WHAT IS BEING ASKED => Turn the items below into a JSON list of strings, with one string for each line and no blank lines.

**********

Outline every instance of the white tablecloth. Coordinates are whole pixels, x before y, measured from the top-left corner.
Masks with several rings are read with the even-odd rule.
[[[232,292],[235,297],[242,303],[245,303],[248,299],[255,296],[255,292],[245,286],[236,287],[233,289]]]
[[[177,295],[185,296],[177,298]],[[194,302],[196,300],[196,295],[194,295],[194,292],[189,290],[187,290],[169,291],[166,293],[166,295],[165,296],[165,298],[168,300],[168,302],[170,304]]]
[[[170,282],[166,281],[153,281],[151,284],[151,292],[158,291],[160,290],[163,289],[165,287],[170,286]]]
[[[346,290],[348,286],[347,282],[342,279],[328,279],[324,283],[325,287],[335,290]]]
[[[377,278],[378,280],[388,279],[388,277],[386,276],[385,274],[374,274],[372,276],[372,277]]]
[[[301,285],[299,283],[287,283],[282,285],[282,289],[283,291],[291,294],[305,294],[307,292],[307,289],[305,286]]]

**********

FULL ANSWER =>
[
  "Outline every instance of the white tablecloth. Coordinates are whole pixels, x before y, measured from the top-left corner.",
  "Masks with several rings are read with the even-odd rule.",
  "[[[232,292],[235,297],[242,303],[245,303],[248,299],[255,296],[255,292],[245,286],[236,287],[233,289]]]",
  "[[[177,295],[185,296],[177,298]],[[194,302],[196,300],[196,295],[194,295],[194,292],[189,290],[187,290],[169,291],[166,293],[166,295],[165,296],[165,298],[168,300],[168,302],[170,304]]]",
  "[[[170,282],[166,281],[153,281],[151,284],[151,292],[158,291],[160,290],[163,289],[165,287],[170,286]]]",
  "[[[346,290],[348,286],[347,282],[342,279],[328,279],[324,283],[325,287],[335,290]]]",
  "[[[377,278],[378,280],[388,279],[388,277],[386,276],[385,274],[374,274],[372,276],[372,277]]]",
  "[[[301,285],[299,283],[287,283],[282,285],[282,289],[283,291],[291,294],[305,294],[307,292],[307,289],[305,286]]]"
]